• **Supplied records**:
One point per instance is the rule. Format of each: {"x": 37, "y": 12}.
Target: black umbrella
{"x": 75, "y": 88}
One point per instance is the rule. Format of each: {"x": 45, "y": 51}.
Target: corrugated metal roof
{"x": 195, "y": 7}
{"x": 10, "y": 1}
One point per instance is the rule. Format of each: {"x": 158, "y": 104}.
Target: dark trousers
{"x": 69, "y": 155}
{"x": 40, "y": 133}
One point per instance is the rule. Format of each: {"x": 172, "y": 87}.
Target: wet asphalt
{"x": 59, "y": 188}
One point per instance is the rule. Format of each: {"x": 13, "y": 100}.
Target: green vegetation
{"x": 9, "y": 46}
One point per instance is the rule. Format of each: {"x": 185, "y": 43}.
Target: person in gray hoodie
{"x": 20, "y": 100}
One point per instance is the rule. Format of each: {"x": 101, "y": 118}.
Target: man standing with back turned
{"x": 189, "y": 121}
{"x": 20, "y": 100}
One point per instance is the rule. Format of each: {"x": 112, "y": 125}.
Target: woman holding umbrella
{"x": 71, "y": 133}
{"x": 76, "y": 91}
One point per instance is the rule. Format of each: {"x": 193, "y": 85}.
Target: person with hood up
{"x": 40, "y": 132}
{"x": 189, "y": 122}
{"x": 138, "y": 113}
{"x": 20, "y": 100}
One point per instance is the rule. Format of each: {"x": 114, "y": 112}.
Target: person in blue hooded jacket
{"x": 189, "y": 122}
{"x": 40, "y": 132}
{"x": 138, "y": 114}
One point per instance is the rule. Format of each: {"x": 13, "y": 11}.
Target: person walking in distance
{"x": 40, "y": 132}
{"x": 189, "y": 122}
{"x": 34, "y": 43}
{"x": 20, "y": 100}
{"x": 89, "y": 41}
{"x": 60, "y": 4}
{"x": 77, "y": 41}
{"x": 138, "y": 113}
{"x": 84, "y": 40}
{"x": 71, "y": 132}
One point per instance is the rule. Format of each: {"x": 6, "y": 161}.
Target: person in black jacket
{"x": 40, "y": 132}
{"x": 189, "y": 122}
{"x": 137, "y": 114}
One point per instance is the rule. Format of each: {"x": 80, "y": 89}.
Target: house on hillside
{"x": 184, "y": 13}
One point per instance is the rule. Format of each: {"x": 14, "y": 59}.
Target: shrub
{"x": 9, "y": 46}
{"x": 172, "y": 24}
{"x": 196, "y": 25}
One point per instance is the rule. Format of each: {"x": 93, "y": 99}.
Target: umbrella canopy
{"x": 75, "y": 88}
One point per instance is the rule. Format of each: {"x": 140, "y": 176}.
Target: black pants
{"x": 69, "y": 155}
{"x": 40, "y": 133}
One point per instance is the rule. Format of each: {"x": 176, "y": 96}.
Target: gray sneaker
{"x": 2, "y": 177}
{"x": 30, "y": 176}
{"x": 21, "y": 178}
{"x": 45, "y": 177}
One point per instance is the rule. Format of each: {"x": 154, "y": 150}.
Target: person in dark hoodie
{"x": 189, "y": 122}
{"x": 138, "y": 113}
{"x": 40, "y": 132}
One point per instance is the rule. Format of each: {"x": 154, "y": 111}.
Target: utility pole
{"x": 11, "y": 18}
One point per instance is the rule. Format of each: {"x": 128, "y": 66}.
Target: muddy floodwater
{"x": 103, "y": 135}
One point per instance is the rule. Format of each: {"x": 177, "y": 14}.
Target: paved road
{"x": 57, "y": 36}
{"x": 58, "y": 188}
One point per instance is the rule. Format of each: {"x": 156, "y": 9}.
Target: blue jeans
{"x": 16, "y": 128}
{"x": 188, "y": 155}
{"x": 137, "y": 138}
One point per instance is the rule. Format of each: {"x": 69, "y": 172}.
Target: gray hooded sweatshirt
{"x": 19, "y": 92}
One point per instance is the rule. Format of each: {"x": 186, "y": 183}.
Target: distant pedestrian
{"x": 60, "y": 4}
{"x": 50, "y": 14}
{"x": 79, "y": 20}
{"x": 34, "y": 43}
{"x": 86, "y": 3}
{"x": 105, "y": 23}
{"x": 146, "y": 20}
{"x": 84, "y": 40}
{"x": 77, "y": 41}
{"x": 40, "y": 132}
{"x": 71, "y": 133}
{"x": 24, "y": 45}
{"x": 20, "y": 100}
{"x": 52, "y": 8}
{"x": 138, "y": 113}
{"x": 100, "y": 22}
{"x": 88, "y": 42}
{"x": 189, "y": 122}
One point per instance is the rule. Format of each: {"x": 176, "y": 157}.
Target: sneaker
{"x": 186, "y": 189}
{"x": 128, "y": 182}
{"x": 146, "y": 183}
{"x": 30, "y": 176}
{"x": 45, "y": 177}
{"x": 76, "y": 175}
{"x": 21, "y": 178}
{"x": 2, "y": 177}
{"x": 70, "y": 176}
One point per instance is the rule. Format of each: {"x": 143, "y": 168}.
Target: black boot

• **Problem to solve**: Everything in the listing must be written out again without any change.

• **Problem solution**:
One point per instance is the rule. Format of each: {"x": 37, "y": 12}.
Target: black umbrella
{"x": 75, "y": 88}
One point per instance is the rule. Format of each: {"x": 45, "y": 51}.
Target: corrugated metal roof
{"x": 195, "y": 7}
{"x": 10, "y": 1}
One point per instance is the rule. Format of each: {"x": 158, "y": 104}.
Target: dark trousers
{"x": 69, "y": 155}
{"x": 40, "y": 133}
One point per instance is the rule. Format of each: {"x": 172, "y": 87}.
Target: wet asphalt
{"x": 59, "y": 188}
One point per instance is the rule. Format of each: {"x": 13, "y": 100}.
Target: green vegetation
{"x": 9, "y": 46}
One point per instance is the rule. Format of each: {"x": 185, "y": 43}.
Target: person in gray hoodie
{"x": 20, "y": 100}
One point per instance is the rule. Format of each: {"x": 101, "y": 118}.
Target: man standing with back turned
{"x": 189, "y": 121}
{"x": 20, "y": 100}
One point per instance is the rule. Format of each: {"x": 112, "y": 125}.
Target: woman holding umbrella
{"x": 71, "y": 133}
{"x": 76, "y": 91}
One point per instance is the rule. Format of each: {"x": 193, "y": 85}.
Target: person with hood up
{"x": 40, "y": 132}
{"x": 189, "y": 122}
{"x": 138, "y": 113}
{"x": 20, "y": 100}
One point per instance is the rule. Format of each: {"x": 114, "y": 112}.
Target: person in blue hooded jacket
{"x": 189, "y": 122}
{"x": 40, "y": 132}
{"x": 138, "y": 114}
One point per instance is the rule. Format of each: {"x": 13, "y": 11}.
Target: person walking in distance
{"x": 40, "y": 132}
{"x": 189, "y": 122}
{"x": 34, "y": 43}
{"x": 20, "y": 100}
{"x": 89, "y": 41}
{"x": 60, "y": 4}
{"x": 77, "y": 41}
{"x": 138, "y": 113}
{"x": 84, "y": 40}
{"x": 71, "y": 132}
One point per instance is the rule. Format of each: {"x": 6, "y": 161}.
Target: person in black jacket
{"x": 40, "y": 132}
{"x": 189, "y": 122}
{"x": 137, "y": 114}
One point per instance is the rule. Format of each: {"x": 80, "y": 89}.
Target: house on hillside
{"x": 184, "y": 13}
One point per instance is the rule. Format of each: {"x": 14, "y": 59}.
Target: shrub
{"x": 9, "y": 46}
{"x": 172, "y": 24}
{"x": 196, "y": 25}
One point per instance is the rule. Format of each: {"x": 93, "y": 99}.
Target: umbrella canopy
{"x": 75, "y": 88}
One point per instance is the rule. Format of each: {"x": 140, "y": 176}.
Target: black pants
{"x": 69, "y": 155}
{"x": 40, "y": 133}
One point per instance is the rule. Format of each: {"x": 176, "y": 96}.
Target: gray sneaker
{"x": 2, "y": 177}
{"x": 30, "y": 176}
{"x": 21, "y": 178}
{"x": 45, "y": 177}
One point per instance is the rule. Format of each: {"x": 154, "y": 150}.
Target: person in dark hoodie
{"x": 189, "y": 122}
{"x": 138, "y": 113}
{"x": 40, "y": 132}
One point per instance is the rule. Format of each: {"x": 154, "y": 111}.
Target: utility pole
{"x": 11, "y": 18}
One point per instance is the rule. Format of each: {"x": 128, "y": 66}.
Target: muddy floodwater
{"x": 103, "y": 135}
One point per instance is the rule. Format of each: {"x": 177, "y": 14}.
Target: paved road
{"x": 57, "y": 36}
{"x": 58, "y": 188}
One point per instance is the rule. Format of each: {"x": 156, "y": 9}.
Target: blue jeans
{"x": 16, "y": 128}
{"x": 188, "y": 155}
{"x": 137, "y": 138}
One point per instance is the rule. Format of each: {"x": 69, "y": 172}.
Target: gray hooded sweatshirt
{"x": 19, "y": 92}
One point per instance is the rule. Format of each: {"x": 186, "y": 183}.
Target: distant pedestrian
{"x": 60, "y": 4}
{"x": 50, "y": 14}
{"x": 79, "y": 20}
{"x": 34, "y": 43}
{"x": 86, "y": 3}
{"x": 105, "y": 23}
{"x": 146, "y": 20}
{"x": 84, "y": 40}
{"x": 77, "y": 41}
{"x": 40, "y": 132}
{"x": 71, "y": 133}
{"x": 24, "y": 45}
{"x": 20, "y": 100}
{"x": 52, "y": 8}
{"x": 138, "y": 113}
{"x": 100, "y": 22}
{"x": 88, "y": 42}
{"x": 189, "y": 122}
One point per instance is the rule. Format of each: {"x": 176, "y": 157}.
Target: sneaker
{"x": 186, "y": 189}
{"x": 128, "y": 182}
{"x": 146, "y": 183}
{"x": 30, "y": 176}
{"x": 45, "y": 177}
{"x": 76, "y": 175}
{"x": 21, "y": 178}
{"x": 2, "y": 177}
{"x": 70, "y": 176}
One point per instance is the rule. Format of each: {"x": 143, "y": 168}.
Target: black boot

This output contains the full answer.